- [Source passage]
Born in Silkeborg on 8 November 1930, Bodil Marie Kaalund was the daughter of the painter Martin Kaalund-Jørgensen (1889–1952) and Hilda Jenny Rasmussen (1896–1984), a teacher. It was thanks to her father that she became interested in painting from an early age. Her mother, who never worked professionally, became her teacher when she and her elder sister spent their long summers in their Røsnæs summerhouse. In 1943, the family moved to Lyngby where she lived for the rest of her life.

Kaalund attended the state school in Lyngby. In her early teens, she became interested in religious art. This was reinforced in 1946 when she discovered the work of Edvard Munch while on holiday in Norway. When she was just 18, she exhibited two landscape paintings at Den Frie Udstilling's autumn exhibition.

After matriculating from high school, she studied at the Royal Danish Academy of Fine Arts under Kræsten Iversen, Holger J. Jensen and Elof Risebye, graduating in 1954. In 1950, Kaalund married the painter Nikolaj Nielsen. They had one child together, Magnus, but the marriage was dissolved in 1976.

- [Required tasks]
1) From the Kaalund biography, list every geographic place it names: towns, areas and countries.
2) According to the Kaalund biography, in what year did she graduate from the Royal Danish Academy of Fine Arts?
3) Write the next part of the Kaalund biography, picking up after its final sentence.

- [Natural language region descriptions]
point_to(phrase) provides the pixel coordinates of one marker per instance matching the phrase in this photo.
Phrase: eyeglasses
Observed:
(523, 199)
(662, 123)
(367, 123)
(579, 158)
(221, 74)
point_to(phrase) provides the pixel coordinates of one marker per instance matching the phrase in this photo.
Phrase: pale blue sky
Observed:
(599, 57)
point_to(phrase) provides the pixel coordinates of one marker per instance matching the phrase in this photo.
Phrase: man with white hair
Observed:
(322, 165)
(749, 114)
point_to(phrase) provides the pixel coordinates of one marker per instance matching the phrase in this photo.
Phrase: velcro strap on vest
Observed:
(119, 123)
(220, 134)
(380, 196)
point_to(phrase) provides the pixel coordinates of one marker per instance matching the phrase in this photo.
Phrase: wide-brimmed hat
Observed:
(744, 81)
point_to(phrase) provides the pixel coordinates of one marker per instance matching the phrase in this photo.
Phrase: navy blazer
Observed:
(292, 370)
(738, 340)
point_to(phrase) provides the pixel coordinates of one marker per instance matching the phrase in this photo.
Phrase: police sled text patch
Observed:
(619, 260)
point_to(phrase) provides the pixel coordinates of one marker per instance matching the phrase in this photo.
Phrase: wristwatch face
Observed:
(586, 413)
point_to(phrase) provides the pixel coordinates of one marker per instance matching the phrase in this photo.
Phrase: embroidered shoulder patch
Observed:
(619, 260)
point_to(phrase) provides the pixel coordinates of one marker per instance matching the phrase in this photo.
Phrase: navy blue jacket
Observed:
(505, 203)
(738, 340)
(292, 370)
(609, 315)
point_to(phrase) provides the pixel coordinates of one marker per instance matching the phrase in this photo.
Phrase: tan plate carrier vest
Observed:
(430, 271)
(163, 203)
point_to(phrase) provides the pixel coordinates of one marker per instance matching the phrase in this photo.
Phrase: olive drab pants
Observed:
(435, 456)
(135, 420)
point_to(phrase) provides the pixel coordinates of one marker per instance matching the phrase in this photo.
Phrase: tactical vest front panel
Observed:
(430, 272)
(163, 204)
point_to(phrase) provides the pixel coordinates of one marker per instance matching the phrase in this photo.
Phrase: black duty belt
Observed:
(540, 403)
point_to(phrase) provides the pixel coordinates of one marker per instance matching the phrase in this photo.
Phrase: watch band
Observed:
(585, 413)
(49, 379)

- [Expected outputs]
1) Silkeborg, Røsnæs, Lyngby, Norway

2) 1954

3)
==Career==
While at the Royal Academy, Kaalund met the Greenlandic artist and writer Jens Rosing. As a result, she developed a keen interest in the art and culture of Greenland. In 1968, she travelled there to arrange the first exhibition of Danish art ever held in Greenland. The following year, she went on to arrange an exhibition of Greenlandic art in Denmark in the Louisiana Museum of Modern Art. She later collaborated with Hans Lynge to establish Grønlands Kunstskole (Greenland's Art School), which opened in 1972. In 1979, she published Grønlands kunst (translated as The Art of Greenland), the first extensive work of its kind.

Kaalund became recognized for her artwork with her painting Korsnedtagelsen (Descent from the Cross) in 1966. She became one of the first female artists to decorate churches when in 1972 she decorated the altar wall of Erlev Church on the island of Mors with a picture of Christ in the Garden of Gethsemane. In 1977, she decorated Lemvig Church in the west of Jutland, establishing a lasting relationship with the locality. She was instrumental in establishing the town's Museet for Religiøs Kunst (Museum for Religious Art) in 1994. She decorated a total of 27 churches, including Solbjerg Church and Hvidovre's Strandmark Church.

She also illustrated several religious works with Biblical scenes. Her major work in this connected was the new authorized Danish edition of the Bible which was published in 1992. It contained 159 illustrations. The original watercolours can be seen in the Lemvig Museum of Religious Art. Many of them are based on scenes from the countryside around the Limfjord and the west coast of Denmark.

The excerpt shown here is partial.